* [SOURCE PASSAGE]
>>>

Explore UAB

Colleges & Schools

Department of Physics College of Arts and Sciences

Ilias E. Perakis

Professor and Department Chair This email address is being protected from spambots. You need JavaScript enabled to view it.
ESH 4149
(205) 996-9870
Research Webpage

View Google Scholar Page

Research and Teaching Interests: Theoretical & Computational Condensed Matter and Optical Physics; Modeling and Simulation of time-dependent nonlinear phenomena and quantum dynamics far from equilibrium; Ultra-fast Optical properties of Condensed Matter Systems; Quantum Design and Steering of Non-Equilibrium Materials States using phase-coherent, Terahertz-time-periodic Electromagnetic Fields; Coherent Control and Quantum Tomography of higher correlation in Topological and Superconducting Quantum States; Quantum Kinetic Simulations and Data Analysis of Multi-dimensional Coherent Ultrafast Spectroscopy Datasets

Office Hours: By appointment only

Education:

  • B.S., National Technical University of Athens, Greece, Electrical Engineering
  • M.S., University of Illinois at Urbana-Champaign, Physics
  • Ph.D., University of Illinois at Urbana-Champaign, Physics
  • Postdoctoral Fellow at Rutgers University, Department of Physics
  • Postdoctoral Member of AT&T Bell Laboratories Theory Division

Ilias Perakis is Professor and Chair of Physics at the University of Alabama-Birmingham. He is an OSA Fellow and past recipient of the NSF CAREER award. His undergraduate degree is in Electrical Engineering and his Ph.D. in Physics from the University of Illinois at Urbana-Champaign. He has served as Professor of Physics at Vanderbilt University, the University of Crete, and the Foundation for Research & Technology-Hellas. He was chair of the Department of Materials Science & Technology and Associate chair and Director of Undergraduate studies at U. of Crete. He spent four years as postdoc at Bell Laboratories and Rutgers University.

Ilias’ mission is to :

  1. advance needed research and educational paradigms that expand traditional disciplinary boundaries,
  2. solve grand challenge complex problems that are important for science and pressing for society,
  3. educate and develop creative and compassionate problem solvers and life-long learners, and
  4. facilitate an inclusive environment where happy faculty, students, postdocs, and staff can succeed.

Ilias’ vision is a research-driven, student-centric, job-focused 21st century department that synergistically pushes transformative Grand Challenge research while developing a diverse STEMM workforce with self-efficacy and data fluency. He currently leads UAB-Physics as it expands to become an internationally recognized center of excellence.

Ilias has restructured the Physics major into five threads designed to provide the skills required for 21st century careers tied to Grand Challenge problems facing science and society. Together with Dr. Lauren Rast, he launched project RAISE, Remotely Accessible Interdisciplinary STEMM Education, to explore innovative new ways of using emerging educational technologies to broaden participation in STEMM in ways that are not limited by geography and social, gender and economic disparities and achieve digital fluency. In the past, he designed a Scientist Citizen initiative and an active-learning environment where students try to figure out Bobo.

As a recognition of success, the Department of Physics received the 2023 American Physical Society’s (APS) Improving Undergraduate Physics Education Award as a role model for liberal arts colleges for improving the educational experiences of undergraduate students. This APS national award recognizes continuing success in recruiting a high number of physics majors, the research opportunities provided by our faculty, the development of numerous major tracks that prepare students for a wide range of career paths, and the department's dedication to diversity. This article highlights why UAB Physics is special.

<<<

* [DATA SUPPLIED]
>>>

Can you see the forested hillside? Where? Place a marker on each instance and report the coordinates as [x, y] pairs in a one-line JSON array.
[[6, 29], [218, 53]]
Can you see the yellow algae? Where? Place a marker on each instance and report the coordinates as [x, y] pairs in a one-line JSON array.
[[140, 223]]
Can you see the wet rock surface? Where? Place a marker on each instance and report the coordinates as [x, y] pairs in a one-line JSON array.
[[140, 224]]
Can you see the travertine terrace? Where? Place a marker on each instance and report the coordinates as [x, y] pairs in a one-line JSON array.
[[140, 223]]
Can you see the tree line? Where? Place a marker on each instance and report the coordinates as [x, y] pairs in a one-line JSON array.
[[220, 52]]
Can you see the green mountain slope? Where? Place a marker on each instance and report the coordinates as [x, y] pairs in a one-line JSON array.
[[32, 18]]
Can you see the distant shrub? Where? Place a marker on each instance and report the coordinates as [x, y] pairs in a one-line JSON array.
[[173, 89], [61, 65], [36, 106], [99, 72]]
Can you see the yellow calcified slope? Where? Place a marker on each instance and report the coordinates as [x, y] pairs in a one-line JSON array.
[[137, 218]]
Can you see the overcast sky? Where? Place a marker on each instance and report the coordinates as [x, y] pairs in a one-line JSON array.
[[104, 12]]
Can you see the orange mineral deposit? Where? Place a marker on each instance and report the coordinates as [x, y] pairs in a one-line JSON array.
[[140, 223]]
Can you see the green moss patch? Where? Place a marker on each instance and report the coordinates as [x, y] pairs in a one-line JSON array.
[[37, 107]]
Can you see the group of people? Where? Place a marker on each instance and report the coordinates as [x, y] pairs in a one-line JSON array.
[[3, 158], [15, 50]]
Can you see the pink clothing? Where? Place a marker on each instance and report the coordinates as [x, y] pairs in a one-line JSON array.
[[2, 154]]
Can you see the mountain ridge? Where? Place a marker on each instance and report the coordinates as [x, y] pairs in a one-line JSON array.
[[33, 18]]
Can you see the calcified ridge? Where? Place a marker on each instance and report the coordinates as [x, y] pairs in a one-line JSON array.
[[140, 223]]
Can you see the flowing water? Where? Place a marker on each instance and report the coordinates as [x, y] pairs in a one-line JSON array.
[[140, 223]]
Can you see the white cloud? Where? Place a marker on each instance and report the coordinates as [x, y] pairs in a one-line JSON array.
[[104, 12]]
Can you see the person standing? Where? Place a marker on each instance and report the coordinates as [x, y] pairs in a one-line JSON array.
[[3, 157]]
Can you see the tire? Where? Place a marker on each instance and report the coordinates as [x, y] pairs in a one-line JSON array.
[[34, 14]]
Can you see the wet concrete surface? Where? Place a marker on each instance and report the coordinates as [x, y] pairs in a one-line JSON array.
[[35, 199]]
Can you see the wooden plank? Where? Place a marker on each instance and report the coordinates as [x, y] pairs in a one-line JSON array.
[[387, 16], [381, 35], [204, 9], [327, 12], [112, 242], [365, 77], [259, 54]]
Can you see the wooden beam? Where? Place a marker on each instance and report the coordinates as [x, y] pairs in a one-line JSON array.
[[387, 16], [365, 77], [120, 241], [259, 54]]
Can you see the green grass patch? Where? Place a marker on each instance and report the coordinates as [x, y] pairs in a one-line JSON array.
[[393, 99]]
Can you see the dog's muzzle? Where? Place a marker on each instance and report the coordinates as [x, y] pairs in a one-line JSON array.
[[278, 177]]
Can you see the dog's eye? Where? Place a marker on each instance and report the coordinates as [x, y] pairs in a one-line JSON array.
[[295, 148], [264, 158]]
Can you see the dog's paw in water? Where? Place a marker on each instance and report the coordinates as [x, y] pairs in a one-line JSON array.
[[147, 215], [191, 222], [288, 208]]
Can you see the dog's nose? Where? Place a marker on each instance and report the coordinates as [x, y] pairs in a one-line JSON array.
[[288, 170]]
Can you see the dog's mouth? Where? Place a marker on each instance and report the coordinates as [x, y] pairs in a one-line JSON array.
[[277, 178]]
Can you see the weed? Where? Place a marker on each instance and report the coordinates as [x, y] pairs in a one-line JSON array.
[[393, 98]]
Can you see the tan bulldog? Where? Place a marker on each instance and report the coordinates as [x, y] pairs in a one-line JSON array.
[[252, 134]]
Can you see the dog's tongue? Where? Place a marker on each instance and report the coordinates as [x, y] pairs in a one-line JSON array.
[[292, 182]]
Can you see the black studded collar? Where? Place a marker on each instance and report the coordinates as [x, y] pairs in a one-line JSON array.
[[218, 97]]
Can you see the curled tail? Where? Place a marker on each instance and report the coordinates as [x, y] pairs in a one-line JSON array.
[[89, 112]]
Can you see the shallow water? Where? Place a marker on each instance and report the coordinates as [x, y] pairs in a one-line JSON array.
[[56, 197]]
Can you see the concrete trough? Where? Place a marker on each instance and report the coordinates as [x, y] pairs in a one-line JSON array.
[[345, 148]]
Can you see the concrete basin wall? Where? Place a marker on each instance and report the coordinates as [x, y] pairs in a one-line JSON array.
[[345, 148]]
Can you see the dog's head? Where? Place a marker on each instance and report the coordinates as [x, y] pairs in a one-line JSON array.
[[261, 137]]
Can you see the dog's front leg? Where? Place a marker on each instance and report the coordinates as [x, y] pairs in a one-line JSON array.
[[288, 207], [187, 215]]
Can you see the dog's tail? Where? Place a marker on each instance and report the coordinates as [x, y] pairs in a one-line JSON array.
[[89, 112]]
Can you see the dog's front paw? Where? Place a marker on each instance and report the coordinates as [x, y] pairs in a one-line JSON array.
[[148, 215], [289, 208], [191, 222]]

<<<

* [GOALS]
A. According to the biography paragraph of the faculty profile, at which institutions has Ilias Perakis served as Professor of Physics?
B. Pick up the faculty profile after its final sentence and write one further paragraph in the same formal style.
The listing bears no relation to the faculty profile.

* [THE ANSWERS]
A. Vanderbilt University, the University of Crete, and the Foundation for Research & Technology-Hellas.

B.
Ilias' research focuses on theory, modeling & computation for optical manipulation of quantum materials far from equilibrium. He studies laser-driven superconducting, magnetic and topological systems and nanostructures for physics, quantum information science, and next-generation device applications. He uses time-dependent quantum many-body theory and numerical simulation to help design and interpret experiments that use state-of-the-art multi-dimensional spectroscopy tools. These new spectroscopic tools allow temporal, spectral, and spatial super-resolution under extreme conditions, for design, manipulation and imaging of advanced materials properties on THz/nm/fs extreme scales.

  • Research Interests

    What happens when quantum materials are excited far from equilibrium by intense and ultra-short laser pulses with well-defined relative phase? How can complex non-equilibrium phenomena and metastable quantum phases emerge from simple ingredients when driven by such controllable electromagnetic fields? How can we guide experiments to harness quantum mechanical coherence in light and matter? How will the information technology and photonics revolutions be extended going forward? How to use data science to analyze multi-dimensional spectroscopy experimental datasets in order to extract meaningful new correlated signals from the noise? Dr. Perakis’ research addresses these big questions, which are recognized as transformative opportunities that will shape our society’s future.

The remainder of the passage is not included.